> [Given request] Repeat the material below exactly, line for line.

— start —

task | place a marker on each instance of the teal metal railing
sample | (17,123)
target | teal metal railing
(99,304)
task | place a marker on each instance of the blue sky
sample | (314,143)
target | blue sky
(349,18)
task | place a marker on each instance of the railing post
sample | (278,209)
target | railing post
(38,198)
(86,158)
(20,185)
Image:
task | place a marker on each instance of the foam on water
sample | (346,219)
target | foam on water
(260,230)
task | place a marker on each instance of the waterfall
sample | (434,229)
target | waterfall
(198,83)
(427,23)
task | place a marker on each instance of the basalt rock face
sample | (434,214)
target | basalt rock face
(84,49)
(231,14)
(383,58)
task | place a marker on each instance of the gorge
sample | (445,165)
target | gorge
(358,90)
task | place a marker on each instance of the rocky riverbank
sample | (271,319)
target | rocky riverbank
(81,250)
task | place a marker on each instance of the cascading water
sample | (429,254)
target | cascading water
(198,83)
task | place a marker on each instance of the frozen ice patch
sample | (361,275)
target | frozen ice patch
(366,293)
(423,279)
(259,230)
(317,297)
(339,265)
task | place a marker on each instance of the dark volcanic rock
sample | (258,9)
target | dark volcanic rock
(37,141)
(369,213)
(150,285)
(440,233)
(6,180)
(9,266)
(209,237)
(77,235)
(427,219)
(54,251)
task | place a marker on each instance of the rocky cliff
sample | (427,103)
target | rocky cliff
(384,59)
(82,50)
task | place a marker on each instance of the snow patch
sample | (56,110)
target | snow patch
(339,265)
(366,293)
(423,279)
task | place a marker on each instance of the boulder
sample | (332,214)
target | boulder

— end —

> [Response]
task | place a marker on each instance of the teal metal railing
sample | (17,123)
target | teal metal railing
(99,304)
task | place a marker on each instance of the blue sky
sample | (314,143)
target | blue sky
(349,18)
task | place a marker on each instance of the railing post
sample | (278,209)
target | railing post
(38,198)
(86,158)
(20,185)
Image:
task | place a marker on each instance of the foam on water
sample | (346,219)
target | foam on water
(260,230)
task | place a marker on each instance of the waterfall
sample | (434,229)
target | waterfall
(198,83)
(427,23)
task | place a marker on each instance of the basalt rock face
sample | (434,214)
target | basalt rock face
(84,49)
(231,14)
(383,58)
task | place a marker on each instance of the gorge
sample | (445,165)
target | gorge
(358,90)
task | place a marker on each instance of the rocky riverbank
sample | (271,319)
target | rocky riverbank
(81,250)
task | place a marker on each instance of the cascading water
sample | (429,254)
target | cascading water
(198,83)
task | place a marker on each instance of the frozen ice patch
sample | (361,275)
target | frozen ice patch
(366,293)
(423,279)
(259,230)
(317,297)
(339,265)
task | place a marker on each instance of the dark volcanic rock
sample | (258,9)
target | dark volcanic rock
(37,141)
(369,213)
(150,285)
(440,233)
(6,180)
(9,266)
(209,237)
(77,235)
(427,219)
(54,251)
task | place a marker on each instance of the rocky cliff
sample | (427,103)
target | rocky cliff
(384,59)
(82,50)
task | place a marker on each instance of the snow patch
sample | (56,110)
target | snow patch
(339,265)
(366,293)
(423,279)
task | place a marker on each instance of the boulder
sample | (332,214)
target | boulder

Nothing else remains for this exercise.